Revisiting Oren’s fastnames patch, I think a simpler
approach is warranted. Using a setitem macro skips
a function call but doesn’t get to the root of problem.
Likewise, a pointer search is not helpful because
lookupstring() already attempts a pointer
comparison first and a hash comparison as a
fallback (also, a pointer search fails to find non-
interned comparisons). There is more promise in
optimizing the search/fail/fallback sequence of
looking for locals, globals, and builtins, but the
approach of using custom look-ups and having
negative entries is too invasive.
The real issue is that the dictionaries are too full.
Whenever, it hits 2/3’s full, a resize is triggered which
doubles the size of the dictionary, still leaving it
relatively full and relatively close to the next
(expensive) resize operation.
This patch makes the setitem resize operation
quadruple the size of the dictionary. This leads to
fewer total resize operations and leaves the dictionary
more sparsely populated (not only leading to fewer
collisions, but allowing immediate detection of NOT IN
without doing *any* comparisons of pointers or
hashcodes).

Task requirements ->
a) According to the note on dictionary resizing, why does the patch make the resize quadruple the dictionary instead of doubling it? Answer in one to three sentences.
b) In the note on dictionary resizing, how full does a dictionary get before a resize is triggered?
c) Return the part of the note on dictionary resizing that starts at "This patch makes" and ends at "hashcodes).".

Recorded data ->
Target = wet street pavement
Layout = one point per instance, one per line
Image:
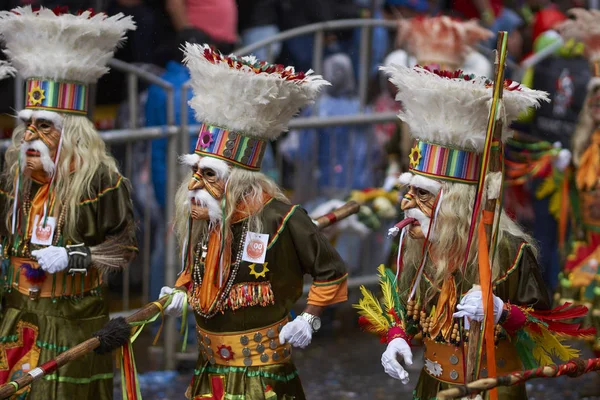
(344, 363)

Answers for the exercise ->
a) Doubling still leaves the dictionary relatively full and close to the next expensive resize. Quadrupling means fewer total resize operations and a sparser dictionary, which gives fewer collisions and lets NOT IN be detected at once without any comparisons of pointers or hashcodes.

b) Two-thirds full.

c)
This patch makes the setitem resize operation
quadruple the size of the dictionary. This leads to
fewer total resize operations and leaves the dictionary
more sparsely populated (not only leading to fewer
collisions, but allowing immediate detection of NOT IN
without doing *any* comparisons of pointers or
hashcodes).